* [EXERCISE BRIEF] Could you pull out the lines from the one with "the balloon tied" to the one with "x=121, y=197", both included, and copy them word for word?
────────────────────────────────────────
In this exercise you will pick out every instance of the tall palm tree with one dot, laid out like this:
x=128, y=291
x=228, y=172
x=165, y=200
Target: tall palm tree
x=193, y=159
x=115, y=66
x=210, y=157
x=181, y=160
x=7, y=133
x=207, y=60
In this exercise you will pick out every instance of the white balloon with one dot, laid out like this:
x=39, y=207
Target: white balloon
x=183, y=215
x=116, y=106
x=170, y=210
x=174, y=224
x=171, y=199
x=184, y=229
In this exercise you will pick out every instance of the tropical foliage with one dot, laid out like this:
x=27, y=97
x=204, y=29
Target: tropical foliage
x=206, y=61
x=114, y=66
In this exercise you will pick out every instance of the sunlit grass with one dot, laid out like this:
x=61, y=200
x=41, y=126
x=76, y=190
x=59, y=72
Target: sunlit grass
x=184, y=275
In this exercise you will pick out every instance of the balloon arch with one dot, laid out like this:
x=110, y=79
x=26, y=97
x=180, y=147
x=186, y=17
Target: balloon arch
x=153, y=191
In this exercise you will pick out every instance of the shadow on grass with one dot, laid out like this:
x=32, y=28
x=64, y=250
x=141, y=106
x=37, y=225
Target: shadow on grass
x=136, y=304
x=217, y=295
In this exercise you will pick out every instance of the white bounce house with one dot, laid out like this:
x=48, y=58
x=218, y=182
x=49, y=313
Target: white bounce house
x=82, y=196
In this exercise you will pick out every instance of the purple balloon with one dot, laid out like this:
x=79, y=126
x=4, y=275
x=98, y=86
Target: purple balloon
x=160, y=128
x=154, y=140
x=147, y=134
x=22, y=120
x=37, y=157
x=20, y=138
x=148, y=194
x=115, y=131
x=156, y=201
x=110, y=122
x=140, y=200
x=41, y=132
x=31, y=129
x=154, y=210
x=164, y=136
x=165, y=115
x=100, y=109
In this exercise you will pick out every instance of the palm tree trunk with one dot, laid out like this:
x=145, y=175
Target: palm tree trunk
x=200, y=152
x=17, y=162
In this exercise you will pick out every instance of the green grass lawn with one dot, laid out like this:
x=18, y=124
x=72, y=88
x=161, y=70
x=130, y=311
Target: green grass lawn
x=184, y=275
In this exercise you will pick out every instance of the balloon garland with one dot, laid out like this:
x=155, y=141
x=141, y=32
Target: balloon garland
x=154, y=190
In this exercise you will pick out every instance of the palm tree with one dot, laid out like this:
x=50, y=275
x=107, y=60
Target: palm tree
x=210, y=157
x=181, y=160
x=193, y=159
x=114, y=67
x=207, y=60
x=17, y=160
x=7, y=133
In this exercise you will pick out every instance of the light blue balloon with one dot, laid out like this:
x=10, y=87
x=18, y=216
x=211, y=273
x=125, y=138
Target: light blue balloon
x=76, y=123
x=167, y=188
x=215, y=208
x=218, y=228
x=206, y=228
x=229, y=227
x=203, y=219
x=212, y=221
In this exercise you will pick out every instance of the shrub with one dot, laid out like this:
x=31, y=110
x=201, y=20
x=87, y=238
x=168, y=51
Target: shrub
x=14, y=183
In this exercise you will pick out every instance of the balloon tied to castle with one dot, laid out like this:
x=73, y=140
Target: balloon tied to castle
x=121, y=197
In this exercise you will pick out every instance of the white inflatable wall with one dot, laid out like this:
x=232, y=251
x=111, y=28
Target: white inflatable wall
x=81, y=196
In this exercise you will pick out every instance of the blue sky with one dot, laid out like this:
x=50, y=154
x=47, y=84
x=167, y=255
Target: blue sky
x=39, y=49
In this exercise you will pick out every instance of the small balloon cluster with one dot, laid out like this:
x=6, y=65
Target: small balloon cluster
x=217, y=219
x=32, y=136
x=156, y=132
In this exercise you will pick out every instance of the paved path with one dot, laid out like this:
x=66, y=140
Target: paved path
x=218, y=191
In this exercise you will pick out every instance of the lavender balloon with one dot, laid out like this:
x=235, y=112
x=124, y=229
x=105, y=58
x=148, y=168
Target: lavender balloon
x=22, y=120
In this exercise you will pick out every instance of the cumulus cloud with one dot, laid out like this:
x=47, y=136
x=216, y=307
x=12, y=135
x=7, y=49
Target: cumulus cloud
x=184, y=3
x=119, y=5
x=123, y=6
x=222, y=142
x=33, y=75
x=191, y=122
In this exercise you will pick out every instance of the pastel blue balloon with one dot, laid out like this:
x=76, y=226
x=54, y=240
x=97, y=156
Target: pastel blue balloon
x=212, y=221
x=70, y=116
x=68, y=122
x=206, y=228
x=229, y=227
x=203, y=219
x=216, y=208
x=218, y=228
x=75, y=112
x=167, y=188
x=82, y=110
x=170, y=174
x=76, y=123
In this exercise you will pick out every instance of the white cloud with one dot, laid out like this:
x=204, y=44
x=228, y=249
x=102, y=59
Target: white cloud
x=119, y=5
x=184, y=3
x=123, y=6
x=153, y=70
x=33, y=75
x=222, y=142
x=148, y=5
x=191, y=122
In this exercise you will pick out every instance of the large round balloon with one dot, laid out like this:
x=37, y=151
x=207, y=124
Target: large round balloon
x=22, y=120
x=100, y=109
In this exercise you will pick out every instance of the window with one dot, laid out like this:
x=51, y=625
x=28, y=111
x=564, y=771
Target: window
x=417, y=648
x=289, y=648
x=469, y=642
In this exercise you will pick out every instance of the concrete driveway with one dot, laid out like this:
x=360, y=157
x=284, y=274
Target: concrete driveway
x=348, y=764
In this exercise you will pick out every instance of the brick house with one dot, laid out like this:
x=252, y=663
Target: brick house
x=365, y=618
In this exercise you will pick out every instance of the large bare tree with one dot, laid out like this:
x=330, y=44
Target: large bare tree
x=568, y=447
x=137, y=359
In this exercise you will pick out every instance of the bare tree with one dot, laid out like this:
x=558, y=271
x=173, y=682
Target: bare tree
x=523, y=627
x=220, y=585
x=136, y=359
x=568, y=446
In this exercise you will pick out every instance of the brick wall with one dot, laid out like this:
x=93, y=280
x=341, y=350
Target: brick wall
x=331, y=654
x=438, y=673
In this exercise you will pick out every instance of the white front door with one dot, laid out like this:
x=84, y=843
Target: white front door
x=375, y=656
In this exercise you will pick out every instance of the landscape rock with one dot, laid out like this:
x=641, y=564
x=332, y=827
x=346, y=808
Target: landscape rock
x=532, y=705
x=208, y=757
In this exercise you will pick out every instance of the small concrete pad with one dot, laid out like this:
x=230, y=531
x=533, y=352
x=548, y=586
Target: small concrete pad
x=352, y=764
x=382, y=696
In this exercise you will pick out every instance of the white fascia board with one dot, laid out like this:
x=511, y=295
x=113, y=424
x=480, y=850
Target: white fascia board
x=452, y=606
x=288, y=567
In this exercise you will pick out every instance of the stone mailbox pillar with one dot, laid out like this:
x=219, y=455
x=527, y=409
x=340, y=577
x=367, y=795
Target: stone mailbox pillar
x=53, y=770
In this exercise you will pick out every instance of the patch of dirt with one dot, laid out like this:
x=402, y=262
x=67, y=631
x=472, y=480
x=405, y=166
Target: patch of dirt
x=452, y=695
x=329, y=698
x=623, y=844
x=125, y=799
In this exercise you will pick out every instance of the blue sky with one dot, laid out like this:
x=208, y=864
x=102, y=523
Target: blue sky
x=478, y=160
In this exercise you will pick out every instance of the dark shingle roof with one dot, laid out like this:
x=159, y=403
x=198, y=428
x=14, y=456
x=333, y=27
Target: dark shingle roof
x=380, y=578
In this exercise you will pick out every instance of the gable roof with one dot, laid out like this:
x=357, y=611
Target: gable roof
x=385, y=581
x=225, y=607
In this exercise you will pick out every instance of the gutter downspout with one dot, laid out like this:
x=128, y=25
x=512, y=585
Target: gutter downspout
────────────────────────────────────────
* [EXERCISE RESULT]
In this exercise you will pick out every instance of the balloon tied to castle with one dot, laid out like this:
x=73, y=140
Target: balloon tied to castle
x=121, y=197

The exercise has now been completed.